Return each line of the data below that contains the string "overhang", copying the line in full. Matching is case-sensitive.

===== SUPPLIED MATERIAL =====

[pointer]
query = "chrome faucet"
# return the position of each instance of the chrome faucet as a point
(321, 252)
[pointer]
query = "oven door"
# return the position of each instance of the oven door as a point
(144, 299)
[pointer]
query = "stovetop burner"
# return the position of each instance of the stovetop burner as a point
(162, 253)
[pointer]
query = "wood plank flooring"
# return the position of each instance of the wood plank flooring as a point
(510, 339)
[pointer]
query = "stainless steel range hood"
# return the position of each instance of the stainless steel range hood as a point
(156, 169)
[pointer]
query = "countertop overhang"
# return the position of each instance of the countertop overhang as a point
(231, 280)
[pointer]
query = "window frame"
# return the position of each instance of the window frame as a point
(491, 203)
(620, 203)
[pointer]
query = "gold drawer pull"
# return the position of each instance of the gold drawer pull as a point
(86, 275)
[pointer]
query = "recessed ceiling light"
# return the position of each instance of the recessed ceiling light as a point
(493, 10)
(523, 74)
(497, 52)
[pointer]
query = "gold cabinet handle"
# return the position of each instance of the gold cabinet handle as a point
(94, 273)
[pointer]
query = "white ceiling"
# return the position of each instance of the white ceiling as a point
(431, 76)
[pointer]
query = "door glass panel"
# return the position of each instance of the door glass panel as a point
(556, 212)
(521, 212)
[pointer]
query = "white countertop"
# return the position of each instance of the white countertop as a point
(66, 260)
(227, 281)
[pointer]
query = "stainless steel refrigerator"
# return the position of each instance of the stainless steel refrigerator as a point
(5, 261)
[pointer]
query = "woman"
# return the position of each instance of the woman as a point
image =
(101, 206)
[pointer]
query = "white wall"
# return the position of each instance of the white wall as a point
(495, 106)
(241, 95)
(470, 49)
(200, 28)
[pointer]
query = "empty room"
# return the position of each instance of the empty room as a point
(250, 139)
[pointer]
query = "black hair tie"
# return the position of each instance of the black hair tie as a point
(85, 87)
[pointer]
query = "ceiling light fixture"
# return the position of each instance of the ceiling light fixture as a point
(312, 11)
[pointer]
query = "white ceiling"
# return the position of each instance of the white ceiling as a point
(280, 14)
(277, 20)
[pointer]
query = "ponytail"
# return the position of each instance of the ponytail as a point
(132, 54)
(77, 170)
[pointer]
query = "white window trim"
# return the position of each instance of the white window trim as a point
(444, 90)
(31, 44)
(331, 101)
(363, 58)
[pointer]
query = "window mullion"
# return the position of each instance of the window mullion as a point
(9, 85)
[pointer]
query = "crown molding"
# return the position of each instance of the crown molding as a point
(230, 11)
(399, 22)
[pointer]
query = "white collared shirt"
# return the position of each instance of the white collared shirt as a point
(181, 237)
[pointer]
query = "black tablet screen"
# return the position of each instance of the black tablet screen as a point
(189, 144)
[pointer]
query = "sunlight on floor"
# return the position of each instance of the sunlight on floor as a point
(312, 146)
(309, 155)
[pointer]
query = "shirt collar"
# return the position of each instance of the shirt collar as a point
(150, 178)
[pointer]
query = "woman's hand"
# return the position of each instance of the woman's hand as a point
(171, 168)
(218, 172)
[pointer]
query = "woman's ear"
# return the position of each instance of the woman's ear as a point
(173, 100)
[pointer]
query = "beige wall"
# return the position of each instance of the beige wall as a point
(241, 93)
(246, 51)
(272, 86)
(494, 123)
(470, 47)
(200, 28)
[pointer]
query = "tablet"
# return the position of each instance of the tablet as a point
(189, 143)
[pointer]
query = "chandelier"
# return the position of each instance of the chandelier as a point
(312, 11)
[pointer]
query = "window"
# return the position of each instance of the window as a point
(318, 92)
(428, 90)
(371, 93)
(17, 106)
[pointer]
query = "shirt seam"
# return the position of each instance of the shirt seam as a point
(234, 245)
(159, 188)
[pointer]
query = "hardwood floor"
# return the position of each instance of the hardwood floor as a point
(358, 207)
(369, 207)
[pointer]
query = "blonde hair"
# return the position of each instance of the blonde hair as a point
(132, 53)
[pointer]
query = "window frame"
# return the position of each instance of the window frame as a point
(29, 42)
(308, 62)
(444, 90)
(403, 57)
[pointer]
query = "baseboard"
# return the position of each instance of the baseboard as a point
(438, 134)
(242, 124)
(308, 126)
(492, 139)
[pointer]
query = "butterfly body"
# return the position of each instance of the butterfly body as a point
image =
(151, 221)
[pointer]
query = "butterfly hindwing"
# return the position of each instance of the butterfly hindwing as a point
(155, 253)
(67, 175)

=====

OUTPUT BELOW:
query = "countertop overhang"
# return the position of each instance of the countertop overhang as a point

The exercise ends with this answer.